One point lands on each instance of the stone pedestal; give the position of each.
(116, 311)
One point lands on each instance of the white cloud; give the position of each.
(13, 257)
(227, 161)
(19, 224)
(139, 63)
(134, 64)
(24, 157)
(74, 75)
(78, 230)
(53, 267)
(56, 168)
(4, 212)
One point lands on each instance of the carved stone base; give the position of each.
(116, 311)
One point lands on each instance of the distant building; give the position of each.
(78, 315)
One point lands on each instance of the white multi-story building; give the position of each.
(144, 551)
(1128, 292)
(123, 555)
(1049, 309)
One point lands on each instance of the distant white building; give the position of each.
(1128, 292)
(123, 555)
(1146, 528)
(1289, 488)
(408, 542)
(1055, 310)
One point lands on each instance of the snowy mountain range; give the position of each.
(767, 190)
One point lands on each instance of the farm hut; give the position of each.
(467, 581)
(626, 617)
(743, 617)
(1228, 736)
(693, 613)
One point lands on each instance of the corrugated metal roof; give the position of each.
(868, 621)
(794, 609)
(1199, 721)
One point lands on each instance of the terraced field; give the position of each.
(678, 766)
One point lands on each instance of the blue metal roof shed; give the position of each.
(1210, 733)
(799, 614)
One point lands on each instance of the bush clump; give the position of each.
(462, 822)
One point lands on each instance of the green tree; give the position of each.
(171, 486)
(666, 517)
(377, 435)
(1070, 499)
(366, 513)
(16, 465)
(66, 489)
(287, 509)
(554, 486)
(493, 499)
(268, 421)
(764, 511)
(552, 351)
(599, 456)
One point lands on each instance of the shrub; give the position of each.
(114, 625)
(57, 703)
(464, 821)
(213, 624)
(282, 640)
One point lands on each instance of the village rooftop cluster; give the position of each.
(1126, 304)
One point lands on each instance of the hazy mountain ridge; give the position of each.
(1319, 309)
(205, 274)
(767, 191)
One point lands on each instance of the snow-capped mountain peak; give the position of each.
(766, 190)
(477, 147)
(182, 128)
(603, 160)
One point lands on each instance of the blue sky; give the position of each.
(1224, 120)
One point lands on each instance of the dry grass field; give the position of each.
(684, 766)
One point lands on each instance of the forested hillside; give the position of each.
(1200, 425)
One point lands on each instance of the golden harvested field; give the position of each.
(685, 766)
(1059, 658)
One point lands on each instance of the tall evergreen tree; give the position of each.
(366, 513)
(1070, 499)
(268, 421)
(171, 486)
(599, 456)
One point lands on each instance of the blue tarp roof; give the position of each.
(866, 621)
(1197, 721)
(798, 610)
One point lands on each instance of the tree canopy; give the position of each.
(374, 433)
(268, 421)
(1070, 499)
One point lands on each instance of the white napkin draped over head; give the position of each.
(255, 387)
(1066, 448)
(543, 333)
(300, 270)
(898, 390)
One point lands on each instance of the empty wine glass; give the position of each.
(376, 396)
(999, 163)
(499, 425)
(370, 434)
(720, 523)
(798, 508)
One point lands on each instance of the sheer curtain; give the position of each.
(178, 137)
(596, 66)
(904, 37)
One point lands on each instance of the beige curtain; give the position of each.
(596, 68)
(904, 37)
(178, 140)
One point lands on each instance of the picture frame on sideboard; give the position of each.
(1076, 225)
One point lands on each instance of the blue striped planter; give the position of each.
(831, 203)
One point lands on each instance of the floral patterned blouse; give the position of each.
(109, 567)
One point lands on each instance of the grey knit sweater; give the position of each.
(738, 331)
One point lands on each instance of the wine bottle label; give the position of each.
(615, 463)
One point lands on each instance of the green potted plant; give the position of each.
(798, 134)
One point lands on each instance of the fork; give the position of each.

= = = = = = =

__Exercise requirements__.
Copy all of the rows above word for word, with no changes.

__Response to this task__.
One point lands on each instance of the stone pedestal; give the position of each.
(116, 311)
One point lands on each instance of the white cloud; give the position of each.
(13, 257)
(227, 161)
(19, 224)
(139, 63)
(134, 64)
(24, 157)
(74, 75)
(78, 230)
(53, 267)
(56, 168)
(4, 212)
One point lands on each instance of the carved stone base; give the position of each.
(116, 311)
One point lands on each instance of the distant building; give the position of each.
(78, 315)
One point lands on each instance of the white multi-story building; give the position of each.
(144, 551)
(1128, 292)
(123, 555)
(1049, 309)
One point lands on each instance of the distant white building; give the position of each.
(1128, 292)
(123, 555)
(1146, 528)
(1289, 488)
(408, 542)
(1055, 310)
One point lands on each instance of the snowy mountain range; give the position of each.
(767, 190)
One point lands on each instance of the farm hut; give the position of each.
(467, 581)
(626, 617)
(743, 617)
(1228, 736)
(693, 613)
One point lands on each instance of the corrugated metal roof; give the position of each.
(868, 621)
(794, 609)
(1199, 721)
One point lands on each instance of the terraced field; give the position of each.
(678, 766)
One point lands on each instance of the blue metal roof shed; give the position of each.
(1210, 733)
(799, 614)
One point lands on each instance of the bush clump; give the position of each.
(462, 822)
One point lands on each instance of the green tree; give the position of each.
(171, 486)
(666, 517)
(377, 435)
(1070, 499)
(366, 513)
(16, 465)
(66, 489)
(287, 509)
(554, 486)
(493, 499)
(268, 421)
(764, 511)
(552, 351)
(599, 456)
One point lands on each instance of the shrub; give the position of each.
(114, 625)
(57, 703)
(464, 821)
(213, 624)
(282, 640)
One point lands on each instance of the village rooftop cluster; give the position of each.
(1126, 304)
One point lands on each instance of the hazy mountain ridge; give the position of each.
(1319, 309)
(205, 274)
(767, 191)
One point lands on each instance of the snow-capped mountain peak; give the position of each.
(766, 190)
(477, 147)
(182, 128)
(603, 160)
One point lands on each instance of the blue sky; give the position of each.
(1224, 120)
One point lands on each instance of the dry grass field; give the position of each.
(684, 766)
One point lands on each instance of the forested hillside; give the position of each.
(1200, 425)
One point lands on each instance of the golden harvested field; give the position of each.
(685, 766)
(1059, 658)
One point lands on each instance of the tall evergreen tree; give the position of each.
(366, 513)
(1070, 499)
(268, 421)
(171, 486)
(599, 456)
One point lands on each instance of the blue tarp roof; give the position of each.
(866, 621)
(1197, 721)
(798, 610)
One point lands on each instance of the tree canopy; give the position of each.
(374, 433)
(268, 421)
(1070, 499)
One point lands on each instance of the white napkin draped over head; give the position of each.
(255, 387)
(1066, 448)
(543, 333)
(300, 270)
(898, 390)
One point lands on each instance of the empty wine glass; give the position of each.
(376, 396)
(999, 163)
(499, 425)
(370, 434)
(720, 523)
(798, 508)
One point lands on each instance of the sheer curtain; give the position of each.
(178, 137)
(596, 66)
(904, 37)
One point lands on each instance of the beige curtain; give the position of each.
(596, 68)
(904, 37)
(178, 140)
One point lands on each instance of the picture frame on sideboard; give the position of each.
(1076, 225)
One point lands on each instance of the blue striped planter; give the position of each.
(831, 203)
One point lands on each instance of the floral patterned blouse; give the position of each.
(109, 567)
One point lands on each instance of the grey knit sweater; give the position of each.
(738, 331)
One point lands on each instance of the wine bottle label; give the position of each.
(615, 463)
One point lands on each instance of the green potted plant; give the position of each.
(798, 134)
One point lands on each instance of the fork; give the position of each.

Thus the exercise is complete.